Chapter 8
General Defenses
8.14 Instruction—Insanity
[Insert instructions for underlying offense.]
If you all agree the state has proved, beyond a reasonable doubt, each of the [number] elements listed above, you must next consider whether the defendant is not guilty because of the [affirmative] defense of insanity.
Insanity
It is [a/an] [affirmative] defense to the offense of [offense] that, at the time of that conduct, the person, as a result of severe mental disease or defect, did not know that the conduct was wrong and thus was insane.
Burden of Proof
[Choose one of the following.]
Insanity is an affirmative defense. That means the burden is on the defendant to prove insanity by a preponderance of the evidence.
[or]
The burden is on the defendant to prove insanity by a preponderance of the evidence.
Definitions
Preponderance of the Evidence
The term “preponderance of the evidence” means the greater weight of credible evidence presented in this case. For a fact to be proved by a preponderance of the evidence, you must find that the fact is more likely true than not true.

DATA EXTRACTS:
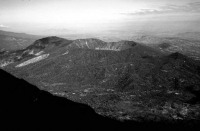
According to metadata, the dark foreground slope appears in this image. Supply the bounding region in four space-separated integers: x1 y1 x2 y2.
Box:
0 70 121 129
0 70 198 130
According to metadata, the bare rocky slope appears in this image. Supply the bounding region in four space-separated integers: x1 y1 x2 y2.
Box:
1 37 200 128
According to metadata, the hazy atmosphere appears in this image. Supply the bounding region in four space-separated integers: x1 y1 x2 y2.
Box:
0 0 200 36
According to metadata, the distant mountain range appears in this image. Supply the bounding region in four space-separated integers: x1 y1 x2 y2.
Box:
0 36 200 125
0 30 42 51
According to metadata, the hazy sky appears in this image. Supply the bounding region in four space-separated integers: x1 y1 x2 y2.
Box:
0 0 200 34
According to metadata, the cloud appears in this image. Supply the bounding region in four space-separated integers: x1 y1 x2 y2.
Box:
121 2 200 15
0 24 8 28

REQUIRED WORK: Continue the jury instruction on the insanity defense from the point where it stops.

EXPECTED OUTPUT:
[Include the following only if the evidence suggests that the only credible evidence of a mental disease or defect is repeated criminal or antisocial conduct.]
Mental Disease or Defect
“Mental disease or defect” does not include an abnormality manifested only by repeated criminal or otherwise antisocial conduct.
Application of Law to Facts
To decide the issue of insanity, you must decide whether the defendant has proved, by a preponderance of the evidence, two elements. The elements are that—
- at the time of the conduct alleged, the defendant had a severe mental disease or defect; and
- as a result of the severe mental disease or defect, the defendant did not know his conduct was wrong and thus was insane.
If you find that the defendant has proved, by a preponderance of the evidence, both elements 1 and 2 listed above, you must find the defendant “not guilty by reason of insanity” and specify this in your verdict.
If you all agree the state has proved, beyond a reasonable doubt, each of the elements of the offense of [insert specific offense], and you all agree the defendant has not proved, by a preponderance of the evidence, both elements 1 and 2 listed above, you must find the defendant “guilty.”
[Insert any other instructions raised by the evidence. Then continue with the verdict form found in CPJC 2.1, the general charge.]
Comment
The defense of insanity is provided for in Tex. Penal Code § 8.01.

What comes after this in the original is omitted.